## Begin Records provided

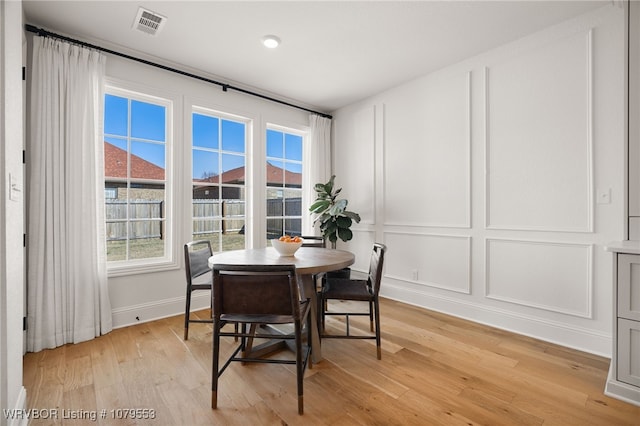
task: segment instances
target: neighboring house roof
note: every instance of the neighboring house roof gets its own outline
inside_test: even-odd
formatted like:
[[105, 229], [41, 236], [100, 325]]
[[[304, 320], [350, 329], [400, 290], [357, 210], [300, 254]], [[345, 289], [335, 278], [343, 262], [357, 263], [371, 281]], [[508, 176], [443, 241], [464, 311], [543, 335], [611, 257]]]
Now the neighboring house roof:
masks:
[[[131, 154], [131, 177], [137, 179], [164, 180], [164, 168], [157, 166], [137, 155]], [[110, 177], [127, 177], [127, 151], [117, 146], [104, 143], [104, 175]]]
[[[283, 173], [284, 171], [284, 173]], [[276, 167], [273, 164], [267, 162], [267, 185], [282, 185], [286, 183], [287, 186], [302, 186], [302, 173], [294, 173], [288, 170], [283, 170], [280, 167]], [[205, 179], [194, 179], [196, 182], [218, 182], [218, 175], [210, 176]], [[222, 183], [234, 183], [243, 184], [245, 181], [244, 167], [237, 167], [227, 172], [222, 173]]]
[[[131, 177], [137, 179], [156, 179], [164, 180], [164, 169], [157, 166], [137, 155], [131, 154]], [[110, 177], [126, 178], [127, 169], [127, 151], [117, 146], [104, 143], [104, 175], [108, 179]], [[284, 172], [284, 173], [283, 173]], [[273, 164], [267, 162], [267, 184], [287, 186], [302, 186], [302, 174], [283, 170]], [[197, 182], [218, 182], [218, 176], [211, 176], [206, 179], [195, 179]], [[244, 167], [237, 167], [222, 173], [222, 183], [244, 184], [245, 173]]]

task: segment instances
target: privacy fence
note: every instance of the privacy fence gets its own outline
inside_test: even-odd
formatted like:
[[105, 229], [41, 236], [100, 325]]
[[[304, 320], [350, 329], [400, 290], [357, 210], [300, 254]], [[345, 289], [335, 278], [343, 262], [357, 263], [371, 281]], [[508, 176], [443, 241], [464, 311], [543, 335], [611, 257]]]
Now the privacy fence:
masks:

## End Records provided

### Set exercise
Reproduce all the rows above verbatim, leaving out the pictures.

### Result of this task
task: segment instances
target: neighboring house roof
note: every instance of the neighboring house roof gets its own outline
inside_test: even-odd
formatted like:
[[105, 229], [41, 236], [100, 325]]
[[[304, 320], [350, 329], [400, 290], [357, 210], [300, 254]], [[345, 289], [335, 278], [343, 262], [357, 263], [371, 281]], [[508, 176], [443, 241], [464, 311], [543, 335], [611, 257]]]
Now the neighboring house roof:
masks:
[[[131, 154], [131, 177], [137, 179], [164, 180], [164, 168], [157, 166], [137, 155]], [[110, 177], [127, 177], [127, 151], [117, 146], [104, 143], [104, 175]]]
[[[283, 173], [284, 171], [284, 173]], [[276, 167], [273, 164], [267, 162], [267, 185], [282, 185], [286, 183], [287, 186], [302, 186], [302, 173], [294, 173], [288, 170], [283, 170], [280, 167]], [[205, 179], [194, 179], [196, 182], [218, 182], [218, 175], [210, 176]], [[222, 183], [234, 183], [243, 184], [245, 181], [244, 167], [237, 167], [227, 172], [222, 173]]]
[[[131, 177], [137, 179], [156, 179], [164, 180], [164, 169], [157, 166], [137, 155], [131, 154]], [[110, 177], [126, 178], [127, 169], [127, 151], [117, 146], [104, 143], [104, 175], [108, 179]], [[284, 172], [284, 173], [283, 173]], [[273, 164], [267, 162], [267, 184], [287, 186], [302, 186], [302, 174], [283, 170]], [[197, 182], [218, 182], [218, 176], [211, 176], [206, 179], [195, 179]], [[244, 167], [237, 167], [222, 173], [222, 183], [244, 184], [245, 173]]]

task: segment instances
target: privacy fence
note: every instance of the privacy fence gets its own outline
inside_test: even-odd
formatted like:
[[105, 229], [41, 236], [100, 325]]
[[[304, 320], [350, 329], [400, 290], [357, 210], [300, 254]], [[345, 289], [335, 278], [343, 262], [357, 263], [371, 281]], [[508, 176], [443, 241], [464, 311], [543, 335], [611, 257]]]
Now the privacy fence:
masks:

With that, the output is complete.